Since then, of course, foreign owners have played merry hell with financial strategies in our media but that’s not the same thing. Beecher maintains that decades of mogul power have played a pivotal role in the debasing of journalism’s reputation, and I think he is right. And I fear that our journalism has been tarred with the international brush. The rhetoric we hear around the more strident views of our media is peppered with the same tropes we hear in the United States and elsewhere.

That is not to say our news media are faultless and blameless. Far from it. In many ways they are the authors of their own misfortune. But they are not guilty of the gross excesses set out in Beecher’s book.

In that book, the 21st century incarnations of the media mogul are Mark Zuckerberg and Elon Musk but these digital demagogues are different to their predecessors in a striking – and strikingly significant – way: They do not see journalism as the source of their power.

The records ::
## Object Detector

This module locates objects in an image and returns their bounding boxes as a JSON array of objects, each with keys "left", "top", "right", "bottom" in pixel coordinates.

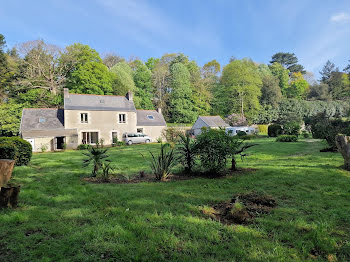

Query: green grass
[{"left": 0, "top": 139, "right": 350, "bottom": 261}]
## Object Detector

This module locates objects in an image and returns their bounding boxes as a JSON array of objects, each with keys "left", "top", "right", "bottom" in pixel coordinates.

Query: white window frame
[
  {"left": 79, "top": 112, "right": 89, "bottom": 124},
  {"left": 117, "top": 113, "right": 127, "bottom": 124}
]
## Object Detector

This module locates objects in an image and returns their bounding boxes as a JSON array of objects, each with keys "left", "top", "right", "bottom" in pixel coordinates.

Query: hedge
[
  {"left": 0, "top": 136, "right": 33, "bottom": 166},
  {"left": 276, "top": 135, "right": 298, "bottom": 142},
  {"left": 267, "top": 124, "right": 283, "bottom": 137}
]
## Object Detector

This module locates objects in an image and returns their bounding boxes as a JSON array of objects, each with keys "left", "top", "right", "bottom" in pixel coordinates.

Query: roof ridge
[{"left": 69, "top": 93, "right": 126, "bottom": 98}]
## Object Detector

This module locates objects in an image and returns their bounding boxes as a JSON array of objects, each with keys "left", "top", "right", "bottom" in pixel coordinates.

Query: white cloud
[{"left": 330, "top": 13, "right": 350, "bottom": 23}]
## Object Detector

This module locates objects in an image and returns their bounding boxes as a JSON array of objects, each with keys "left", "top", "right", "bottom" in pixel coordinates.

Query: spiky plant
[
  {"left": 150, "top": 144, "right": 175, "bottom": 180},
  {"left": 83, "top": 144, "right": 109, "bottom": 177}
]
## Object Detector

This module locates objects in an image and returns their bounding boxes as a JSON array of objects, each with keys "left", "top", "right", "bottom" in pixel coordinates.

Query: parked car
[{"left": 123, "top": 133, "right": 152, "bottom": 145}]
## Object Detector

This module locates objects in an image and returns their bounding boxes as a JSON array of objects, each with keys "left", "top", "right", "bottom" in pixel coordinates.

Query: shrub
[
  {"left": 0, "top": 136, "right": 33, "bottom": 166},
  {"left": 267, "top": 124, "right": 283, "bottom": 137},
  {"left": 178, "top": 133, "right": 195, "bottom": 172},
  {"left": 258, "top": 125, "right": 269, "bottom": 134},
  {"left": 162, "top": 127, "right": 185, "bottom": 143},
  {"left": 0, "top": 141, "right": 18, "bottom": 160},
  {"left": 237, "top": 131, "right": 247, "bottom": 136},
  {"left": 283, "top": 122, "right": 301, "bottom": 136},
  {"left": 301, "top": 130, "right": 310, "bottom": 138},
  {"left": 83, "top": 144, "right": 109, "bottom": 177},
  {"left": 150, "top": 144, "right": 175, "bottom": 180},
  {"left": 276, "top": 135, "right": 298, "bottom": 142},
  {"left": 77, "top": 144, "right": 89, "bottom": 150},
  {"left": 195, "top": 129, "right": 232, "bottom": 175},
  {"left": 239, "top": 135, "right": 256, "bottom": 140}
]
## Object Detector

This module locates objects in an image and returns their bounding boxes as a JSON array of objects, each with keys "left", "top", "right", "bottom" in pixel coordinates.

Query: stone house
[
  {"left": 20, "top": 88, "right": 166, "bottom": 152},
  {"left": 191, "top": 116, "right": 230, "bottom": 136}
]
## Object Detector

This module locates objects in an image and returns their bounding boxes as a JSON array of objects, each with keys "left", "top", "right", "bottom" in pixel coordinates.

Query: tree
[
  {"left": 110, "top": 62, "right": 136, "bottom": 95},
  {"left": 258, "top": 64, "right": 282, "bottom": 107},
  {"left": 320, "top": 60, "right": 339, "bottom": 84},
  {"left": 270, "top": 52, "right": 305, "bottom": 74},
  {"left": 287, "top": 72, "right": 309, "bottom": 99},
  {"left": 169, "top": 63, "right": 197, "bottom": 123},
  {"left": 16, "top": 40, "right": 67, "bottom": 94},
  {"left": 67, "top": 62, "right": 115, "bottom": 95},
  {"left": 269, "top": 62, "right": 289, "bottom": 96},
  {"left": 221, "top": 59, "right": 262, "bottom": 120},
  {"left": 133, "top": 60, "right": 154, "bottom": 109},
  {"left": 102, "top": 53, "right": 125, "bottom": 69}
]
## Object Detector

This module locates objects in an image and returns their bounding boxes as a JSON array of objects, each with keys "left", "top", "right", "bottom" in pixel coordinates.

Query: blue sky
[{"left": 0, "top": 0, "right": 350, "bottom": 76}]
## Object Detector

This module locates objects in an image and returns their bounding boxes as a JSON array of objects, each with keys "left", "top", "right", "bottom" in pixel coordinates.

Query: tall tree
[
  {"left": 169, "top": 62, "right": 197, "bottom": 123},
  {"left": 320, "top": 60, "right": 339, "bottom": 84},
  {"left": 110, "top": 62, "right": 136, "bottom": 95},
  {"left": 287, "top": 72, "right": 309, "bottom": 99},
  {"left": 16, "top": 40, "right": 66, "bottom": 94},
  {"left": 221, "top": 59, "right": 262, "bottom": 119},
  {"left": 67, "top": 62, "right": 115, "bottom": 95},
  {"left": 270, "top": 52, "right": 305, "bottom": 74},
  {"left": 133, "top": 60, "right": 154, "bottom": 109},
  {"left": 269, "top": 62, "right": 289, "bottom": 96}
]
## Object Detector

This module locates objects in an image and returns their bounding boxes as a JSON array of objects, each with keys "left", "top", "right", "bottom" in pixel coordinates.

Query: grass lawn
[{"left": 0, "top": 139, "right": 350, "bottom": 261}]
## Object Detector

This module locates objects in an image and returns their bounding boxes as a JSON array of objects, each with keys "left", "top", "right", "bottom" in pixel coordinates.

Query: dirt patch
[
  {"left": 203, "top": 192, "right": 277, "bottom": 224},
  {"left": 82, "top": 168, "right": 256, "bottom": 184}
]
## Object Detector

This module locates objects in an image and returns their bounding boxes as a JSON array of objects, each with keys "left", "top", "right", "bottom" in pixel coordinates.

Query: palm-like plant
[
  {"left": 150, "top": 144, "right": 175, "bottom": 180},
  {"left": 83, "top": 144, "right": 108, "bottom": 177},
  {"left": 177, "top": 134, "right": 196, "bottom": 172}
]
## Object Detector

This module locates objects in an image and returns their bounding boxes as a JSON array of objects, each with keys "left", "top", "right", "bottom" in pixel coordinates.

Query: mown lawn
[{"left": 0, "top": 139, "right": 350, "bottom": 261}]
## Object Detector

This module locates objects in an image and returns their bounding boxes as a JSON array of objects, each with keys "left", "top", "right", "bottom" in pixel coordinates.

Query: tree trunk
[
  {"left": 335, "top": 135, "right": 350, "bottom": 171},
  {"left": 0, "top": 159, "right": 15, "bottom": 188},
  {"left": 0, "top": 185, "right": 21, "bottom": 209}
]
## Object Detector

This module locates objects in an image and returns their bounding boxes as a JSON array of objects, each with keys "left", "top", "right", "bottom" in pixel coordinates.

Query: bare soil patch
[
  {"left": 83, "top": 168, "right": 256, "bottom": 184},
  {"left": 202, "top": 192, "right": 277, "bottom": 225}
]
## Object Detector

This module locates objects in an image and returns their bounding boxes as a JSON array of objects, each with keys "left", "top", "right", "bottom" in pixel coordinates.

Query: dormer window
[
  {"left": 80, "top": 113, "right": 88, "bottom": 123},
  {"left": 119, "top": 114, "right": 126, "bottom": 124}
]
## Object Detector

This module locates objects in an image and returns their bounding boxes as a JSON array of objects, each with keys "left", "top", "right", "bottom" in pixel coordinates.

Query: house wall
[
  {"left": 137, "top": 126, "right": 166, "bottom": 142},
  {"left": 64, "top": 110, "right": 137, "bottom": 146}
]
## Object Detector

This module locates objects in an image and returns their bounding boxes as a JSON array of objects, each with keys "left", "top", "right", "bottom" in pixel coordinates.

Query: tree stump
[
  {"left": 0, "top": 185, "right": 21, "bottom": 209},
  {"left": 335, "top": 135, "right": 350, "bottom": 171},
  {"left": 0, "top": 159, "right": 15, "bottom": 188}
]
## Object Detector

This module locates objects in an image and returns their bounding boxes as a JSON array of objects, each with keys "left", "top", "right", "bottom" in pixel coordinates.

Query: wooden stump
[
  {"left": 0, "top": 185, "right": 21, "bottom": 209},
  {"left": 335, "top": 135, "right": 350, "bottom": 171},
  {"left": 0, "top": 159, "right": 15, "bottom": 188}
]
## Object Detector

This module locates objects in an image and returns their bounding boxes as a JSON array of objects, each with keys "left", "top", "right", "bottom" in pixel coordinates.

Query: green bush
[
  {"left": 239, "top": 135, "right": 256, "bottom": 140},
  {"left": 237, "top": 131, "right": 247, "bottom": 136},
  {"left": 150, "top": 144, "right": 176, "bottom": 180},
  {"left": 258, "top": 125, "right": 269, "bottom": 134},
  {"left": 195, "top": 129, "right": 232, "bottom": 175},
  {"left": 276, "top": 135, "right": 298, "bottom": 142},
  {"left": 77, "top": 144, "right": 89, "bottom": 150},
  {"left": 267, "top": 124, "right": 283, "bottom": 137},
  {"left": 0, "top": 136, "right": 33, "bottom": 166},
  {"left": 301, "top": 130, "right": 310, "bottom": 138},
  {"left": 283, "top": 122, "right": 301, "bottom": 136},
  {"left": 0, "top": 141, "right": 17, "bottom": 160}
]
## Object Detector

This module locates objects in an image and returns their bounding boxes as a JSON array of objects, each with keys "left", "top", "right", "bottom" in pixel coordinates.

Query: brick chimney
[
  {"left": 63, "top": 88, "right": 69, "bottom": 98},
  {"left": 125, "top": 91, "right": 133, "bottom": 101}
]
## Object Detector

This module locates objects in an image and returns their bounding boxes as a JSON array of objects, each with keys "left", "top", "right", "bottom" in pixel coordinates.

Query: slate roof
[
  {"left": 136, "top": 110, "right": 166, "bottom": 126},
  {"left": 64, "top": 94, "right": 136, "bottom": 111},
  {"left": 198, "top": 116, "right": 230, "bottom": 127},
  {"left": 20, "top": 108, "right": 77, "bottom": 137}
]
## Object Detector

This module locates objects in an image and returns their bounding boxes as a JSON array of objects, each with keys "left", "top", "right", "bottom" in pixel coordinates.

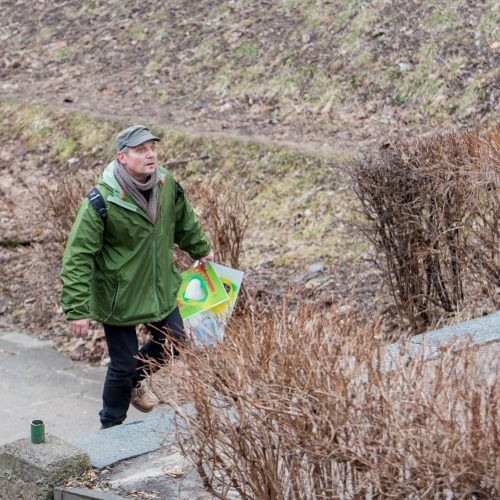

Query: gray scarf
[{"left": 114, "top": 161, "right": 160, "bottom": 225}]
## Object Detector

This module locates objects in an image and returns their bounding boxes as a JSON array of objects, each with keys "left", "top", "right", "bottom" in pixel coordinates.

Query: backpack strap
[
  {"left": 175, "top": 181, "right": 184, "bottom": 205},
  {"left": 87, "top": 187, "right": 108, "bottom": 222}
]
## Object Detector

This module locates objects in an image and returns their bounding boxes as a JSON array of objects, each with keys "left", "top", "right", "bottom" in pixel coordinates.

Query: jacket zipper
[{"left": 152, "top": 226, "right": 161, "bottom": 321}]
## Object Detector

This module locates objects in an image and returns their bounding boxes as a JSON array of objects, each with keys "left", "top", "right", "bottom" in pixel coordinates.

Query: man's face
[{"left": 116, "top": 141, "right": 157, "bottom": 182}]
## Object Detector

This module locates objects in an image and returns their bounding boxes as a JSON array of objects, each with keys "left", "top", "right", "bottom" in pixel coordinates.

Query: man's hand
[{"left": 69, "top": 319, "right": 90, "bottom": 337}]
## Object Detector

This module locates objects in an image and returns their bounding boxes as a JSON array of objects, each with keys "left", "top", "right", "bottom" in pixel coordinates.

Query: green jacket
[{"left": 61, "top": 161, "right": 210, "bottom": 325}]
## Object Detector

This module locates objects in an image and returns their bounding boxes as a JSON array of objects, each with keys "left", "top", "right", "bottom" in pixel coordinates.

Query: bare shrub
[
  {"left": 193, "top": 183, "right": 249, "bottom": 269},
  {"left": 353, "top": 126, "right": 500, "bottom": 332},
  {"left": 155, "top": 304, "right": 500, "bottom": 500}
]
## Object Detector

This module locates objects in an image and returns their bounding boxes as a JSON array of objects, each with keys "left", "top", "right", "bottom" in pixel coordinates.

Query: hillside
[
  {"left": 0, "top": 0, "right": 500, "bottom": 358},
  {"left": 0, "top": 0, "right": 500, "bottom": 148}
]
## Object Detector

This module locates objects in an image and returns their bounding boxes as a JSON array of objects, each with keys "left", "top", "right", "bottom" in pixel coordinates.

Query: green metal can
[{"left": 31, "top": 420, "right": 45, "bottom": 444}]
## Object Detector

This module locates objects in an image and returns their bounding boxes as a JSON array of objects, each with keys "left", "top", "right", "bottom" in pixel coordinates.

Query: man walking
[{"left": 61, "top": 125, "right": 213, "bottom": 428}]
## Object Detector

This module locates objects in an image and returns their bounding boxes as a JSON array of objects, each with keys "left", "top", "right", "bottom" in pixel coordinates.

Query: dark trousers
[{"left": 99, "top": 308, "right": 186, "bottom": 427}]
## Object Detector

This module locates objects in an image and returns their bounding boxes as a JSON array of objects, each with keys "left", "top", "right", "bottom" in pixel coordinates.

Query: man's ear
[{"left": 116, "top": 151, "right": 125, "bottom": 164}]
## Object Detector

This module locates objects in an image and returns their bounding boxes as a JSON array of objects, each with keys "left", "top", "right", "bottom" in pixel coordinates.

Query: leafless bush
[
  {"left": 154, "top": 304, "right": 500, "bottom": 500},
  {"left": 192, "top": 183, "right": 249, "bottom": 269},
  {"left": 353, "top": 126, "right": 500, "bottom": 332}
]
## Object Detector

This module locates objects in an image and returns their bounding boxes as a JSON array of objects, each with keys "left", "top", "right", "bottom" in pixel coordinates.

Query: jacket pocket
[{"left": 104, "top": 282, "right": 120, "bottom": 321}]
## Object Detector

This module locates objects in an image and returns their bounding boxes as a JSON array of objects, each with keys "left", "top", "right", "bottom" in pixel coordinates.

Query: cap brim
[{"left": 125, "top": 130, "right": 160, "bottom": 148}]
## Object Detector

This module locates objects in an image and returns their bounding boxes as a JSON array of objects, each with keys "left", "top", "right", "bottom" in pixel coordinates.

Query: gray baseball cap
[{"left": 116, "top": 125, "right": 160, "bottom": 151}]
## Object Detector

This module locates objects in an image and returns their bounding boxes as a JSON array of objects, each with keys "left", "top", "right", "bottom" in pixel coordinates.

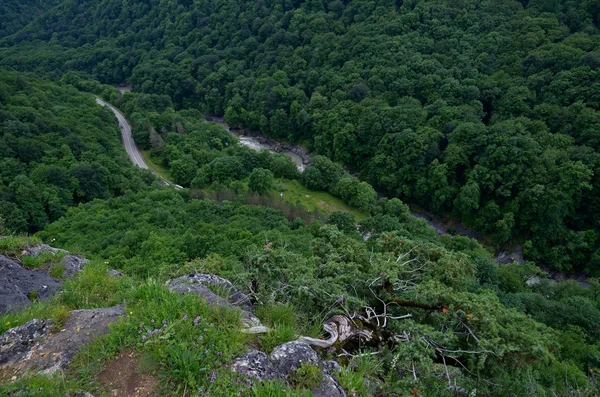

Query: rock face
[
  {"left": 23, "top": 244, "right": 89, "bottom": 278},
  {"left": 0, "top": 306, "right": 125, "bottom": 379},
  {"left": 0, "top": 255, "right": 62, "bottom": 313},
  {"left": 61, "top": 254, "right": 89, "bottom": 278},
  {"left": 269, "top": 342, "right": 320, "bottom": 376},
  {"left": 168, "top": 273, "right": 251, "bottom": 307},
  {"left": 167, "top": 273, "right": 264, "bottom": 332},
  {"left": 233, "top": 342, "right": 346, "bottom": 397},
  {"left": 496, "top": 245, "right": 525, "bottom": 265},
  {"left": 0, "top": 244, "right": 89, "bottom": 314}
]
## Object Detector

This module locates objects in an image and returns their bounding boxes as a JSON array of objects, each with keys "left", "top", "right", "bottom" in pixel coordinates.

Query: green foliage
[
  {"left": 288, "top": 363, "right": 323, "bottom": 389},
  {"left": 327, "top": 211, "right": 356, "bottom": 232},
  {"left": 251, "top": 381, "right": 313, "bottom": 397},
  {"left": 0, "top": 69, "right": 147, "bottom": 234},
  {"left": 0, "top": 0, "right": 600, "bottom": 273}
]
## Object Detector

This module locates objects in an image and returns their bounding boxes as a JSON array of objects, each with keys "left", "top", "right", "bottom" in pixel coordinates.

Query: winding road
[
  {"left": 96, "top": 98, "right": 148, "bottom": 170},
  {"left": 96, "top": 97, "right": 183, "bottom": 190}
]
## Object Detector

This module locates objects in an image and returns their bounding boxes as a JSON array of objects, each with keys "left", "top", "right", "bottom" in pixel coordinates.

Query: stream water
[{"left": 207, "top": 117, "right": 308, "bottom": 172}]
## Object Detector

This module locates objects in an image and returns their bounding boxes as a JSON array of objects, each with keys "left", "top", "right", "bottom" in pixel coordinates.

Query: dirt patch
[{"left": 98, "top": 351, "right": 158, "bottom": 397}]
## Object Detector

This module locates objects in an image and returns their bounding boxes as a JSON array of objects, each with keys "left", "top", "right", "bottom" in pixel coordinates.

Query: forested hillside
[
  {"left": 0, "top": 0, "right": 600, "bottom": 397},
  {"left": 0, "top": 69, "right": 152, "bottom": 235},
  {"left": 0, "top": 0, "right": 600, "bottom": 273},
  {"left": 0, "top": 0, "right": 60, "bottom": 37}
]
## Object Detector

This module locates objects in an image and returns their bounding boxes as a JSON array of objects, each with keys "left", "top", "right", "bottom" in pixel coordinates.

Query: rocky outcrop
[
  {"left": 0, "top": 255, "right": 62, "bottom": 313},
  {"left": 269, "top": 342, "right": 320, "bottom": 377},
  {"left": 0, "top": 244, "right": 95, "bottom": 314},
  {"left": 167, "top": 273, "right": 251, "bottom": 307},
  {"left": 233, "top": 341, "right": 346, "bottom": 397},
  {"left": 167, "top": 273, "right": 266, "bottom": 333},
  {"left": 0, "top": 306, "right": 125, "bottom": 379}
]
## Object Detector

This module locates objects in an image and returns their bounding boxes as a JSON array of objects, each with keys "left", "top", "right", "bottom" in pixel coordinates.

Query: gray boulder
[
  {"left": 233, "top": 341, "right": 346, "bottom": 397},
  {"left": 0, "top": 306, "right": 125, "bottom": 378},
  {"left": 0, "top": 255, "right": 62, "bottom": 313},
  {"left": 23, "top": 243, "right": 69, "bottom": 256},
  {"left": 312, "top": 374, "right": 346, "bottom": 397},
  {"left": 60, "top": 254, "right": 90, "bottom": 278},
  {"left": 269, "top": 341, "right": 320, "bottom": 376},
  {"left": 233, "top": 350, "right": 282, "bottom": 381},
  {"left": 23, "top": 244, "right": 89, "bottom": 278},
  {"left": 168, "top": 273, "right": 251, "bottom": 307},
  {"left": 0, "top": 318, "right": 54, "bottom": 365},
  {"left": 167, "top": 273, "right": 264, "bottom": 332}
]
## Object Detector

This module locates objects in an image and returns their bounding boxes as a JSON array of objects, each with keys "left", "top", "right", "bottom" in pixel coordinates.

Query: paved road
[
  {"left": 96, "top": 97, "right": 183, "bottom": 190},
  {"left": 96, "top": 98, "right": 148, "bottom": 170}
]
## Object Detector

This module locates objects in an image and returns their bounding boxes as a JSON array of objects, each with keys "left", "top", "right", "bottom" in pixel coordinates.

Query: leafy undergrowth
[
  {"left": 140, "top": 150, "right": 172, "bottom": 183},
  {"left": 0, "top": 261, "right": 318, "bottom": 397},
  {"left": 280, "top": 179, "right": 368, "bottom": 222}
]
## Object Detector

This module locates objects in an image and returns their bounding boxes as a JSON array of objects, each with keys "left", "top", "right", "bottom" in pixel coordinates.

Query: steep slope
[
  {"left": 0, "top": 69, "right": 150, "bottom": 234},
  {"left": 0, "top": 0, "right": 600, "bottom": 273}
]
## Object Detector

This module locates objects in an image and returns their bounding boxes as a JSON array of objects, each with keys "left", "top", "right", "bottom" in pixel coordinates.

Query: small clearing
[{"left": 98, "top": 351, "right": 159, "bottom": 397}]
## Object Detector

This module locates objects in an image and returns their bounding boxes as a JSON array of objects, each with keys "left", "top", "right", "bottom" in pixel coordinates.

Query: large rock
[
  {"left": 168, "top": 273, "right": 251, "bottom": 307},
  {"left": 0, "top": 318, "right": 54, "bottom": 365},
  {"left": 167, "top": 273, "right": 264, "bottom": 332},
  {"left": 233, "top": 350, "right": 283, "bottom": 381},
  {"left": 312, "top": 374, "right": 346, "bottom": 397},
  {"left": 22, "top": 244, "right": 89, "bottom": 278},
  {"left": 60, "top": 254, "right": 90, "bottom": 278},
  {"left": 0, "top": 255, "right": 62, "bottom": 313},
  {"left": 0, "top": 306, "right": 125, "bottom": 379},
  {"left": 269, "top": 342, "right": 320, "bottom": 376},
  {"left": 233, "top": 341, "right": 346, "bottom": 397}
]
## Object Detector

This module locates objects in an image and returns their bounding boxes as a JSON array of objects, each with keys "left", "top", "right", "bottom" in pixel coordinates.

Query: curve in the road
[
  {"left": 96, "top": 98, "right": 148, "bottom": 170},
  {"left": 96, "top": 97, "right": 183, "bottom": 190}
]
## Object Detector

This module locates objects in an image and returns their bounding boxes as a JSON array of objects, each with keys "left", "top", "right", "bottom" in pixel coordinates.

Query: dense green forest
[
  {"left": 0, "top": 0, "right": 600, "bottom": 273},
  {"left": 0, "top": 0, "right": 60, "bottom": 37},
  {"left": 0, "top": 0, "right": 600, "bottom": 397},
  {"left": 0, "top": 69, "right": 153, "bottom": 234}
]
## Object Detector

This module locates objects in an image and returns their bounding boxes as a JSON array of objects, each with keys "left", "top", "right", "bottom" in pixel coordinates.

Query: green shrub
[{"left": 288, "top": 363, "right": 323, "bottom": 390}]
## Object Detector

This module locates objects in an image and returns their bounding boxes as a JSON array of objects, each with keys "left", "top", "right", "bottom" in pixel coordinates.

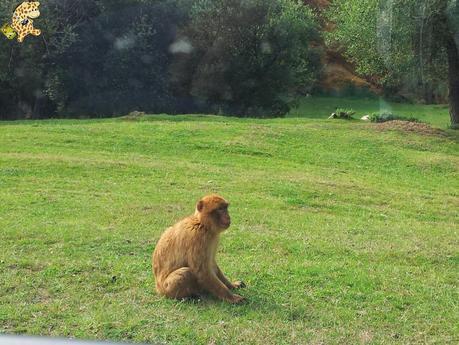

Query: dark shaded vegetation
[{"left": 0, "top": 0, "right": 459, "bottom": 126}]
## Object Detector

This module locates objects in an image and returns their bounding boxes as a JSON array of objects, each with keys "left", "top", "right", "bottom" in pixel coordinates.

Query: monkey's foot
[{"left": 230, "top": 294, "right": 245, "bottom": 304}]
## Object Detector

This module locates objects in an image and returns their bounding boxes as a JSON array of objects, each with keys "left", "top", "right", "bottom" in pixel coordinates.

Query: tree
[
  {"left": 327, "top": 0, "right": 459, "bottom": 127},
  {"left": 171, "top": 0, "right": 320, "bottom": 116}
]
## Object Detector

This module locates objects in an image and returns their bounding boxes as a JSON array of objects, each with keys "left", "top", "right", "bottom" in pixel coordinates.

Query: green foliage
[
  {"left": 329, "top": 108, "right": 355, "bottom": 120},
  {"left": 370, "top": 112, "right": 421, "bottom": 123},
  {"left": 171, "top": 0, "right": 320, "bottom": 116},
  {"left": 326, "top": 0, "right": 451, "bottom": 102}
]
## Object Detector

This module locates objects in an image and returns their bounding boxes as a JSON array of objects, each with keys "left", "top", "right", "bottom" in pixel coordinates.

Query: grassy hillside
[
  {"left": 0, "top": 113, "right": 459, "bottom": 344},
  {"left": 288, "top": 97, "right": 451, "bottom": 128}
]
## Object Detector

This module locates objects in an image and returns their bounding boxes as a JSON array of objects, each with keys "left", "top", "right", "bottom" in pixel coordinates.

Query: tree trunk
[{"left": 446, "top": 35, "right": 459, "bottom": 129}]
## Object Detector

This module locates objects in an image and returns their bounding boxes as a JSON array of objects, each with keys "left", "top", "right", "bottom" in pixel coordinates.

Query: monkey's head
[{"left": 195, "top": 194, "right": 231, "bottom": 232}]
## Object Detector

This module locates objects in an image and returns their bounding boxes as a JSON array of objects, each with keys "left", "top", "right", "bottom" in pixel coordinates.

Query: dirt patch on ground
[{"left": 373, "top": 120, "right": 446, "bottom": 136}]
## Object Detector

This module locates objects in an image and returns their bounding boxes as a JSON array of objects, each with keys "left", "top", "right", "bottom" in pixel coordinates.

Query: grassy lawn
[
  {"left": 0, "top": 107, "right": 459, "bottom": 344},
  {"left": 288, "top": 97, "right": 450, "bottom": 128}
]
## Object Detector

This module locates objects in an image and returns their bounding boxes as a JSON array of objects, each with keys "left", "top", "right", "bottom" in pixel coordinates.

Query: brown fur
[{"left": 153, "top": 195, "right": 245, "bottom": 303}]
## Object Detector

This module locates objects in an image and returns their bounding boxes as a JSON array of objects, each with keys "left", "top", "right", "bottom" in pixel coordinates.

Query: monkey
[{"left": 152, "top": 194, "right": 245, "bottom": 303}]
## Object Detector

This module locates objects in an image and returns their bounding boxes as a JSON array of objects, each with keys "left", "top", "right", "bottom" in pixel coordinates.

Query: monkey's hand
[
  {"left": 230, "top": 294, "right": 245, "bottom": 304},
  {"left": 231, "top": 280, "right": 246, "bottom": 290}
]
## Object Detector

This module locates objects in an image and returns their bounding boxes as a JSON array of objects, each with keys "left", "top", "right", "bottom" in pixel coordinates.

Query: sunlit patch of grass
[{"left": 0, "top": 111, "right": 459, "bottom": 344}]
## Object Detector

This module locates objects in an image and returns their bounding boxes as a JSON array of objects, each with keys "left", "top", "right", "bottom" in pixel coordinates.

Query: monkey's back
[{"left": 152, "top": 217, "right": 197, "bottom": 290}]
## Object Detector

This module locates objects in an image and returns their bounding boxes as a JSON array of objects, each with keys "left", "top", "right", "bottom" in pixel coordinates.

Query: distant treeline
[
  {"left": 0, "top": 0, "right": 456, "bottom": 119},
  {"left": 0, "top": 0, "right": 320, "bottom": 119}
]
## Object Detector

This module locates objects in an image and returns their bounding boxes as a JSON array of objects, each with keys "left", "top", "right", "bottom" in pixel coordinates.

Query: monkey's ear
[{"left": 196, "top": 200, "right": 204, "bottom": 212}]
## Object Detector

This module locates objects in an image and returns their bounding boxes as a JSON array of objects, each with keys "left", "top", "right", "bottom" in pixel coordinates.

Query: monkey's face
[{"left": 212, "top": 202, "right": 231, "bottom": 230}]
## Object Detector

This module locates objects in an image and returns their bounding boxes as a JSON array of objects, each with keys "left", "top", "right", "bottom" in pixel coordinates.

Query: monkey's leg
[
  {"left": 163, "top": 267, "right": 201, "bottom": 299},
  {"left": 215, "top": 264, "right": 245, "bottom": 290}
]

Short exercise 1 :: In the passage on media moguls, who are named as the 21st-century incarnations of the media mogul?
Short exercise 2 :: Select every line of the records that contains the string "shrub" and copy each one.

Final result 1 :: Mark Zuckerberg and Elon Musk.

Final result 2 ::
Query: shrub
Query: bare shrub
Query: green shrub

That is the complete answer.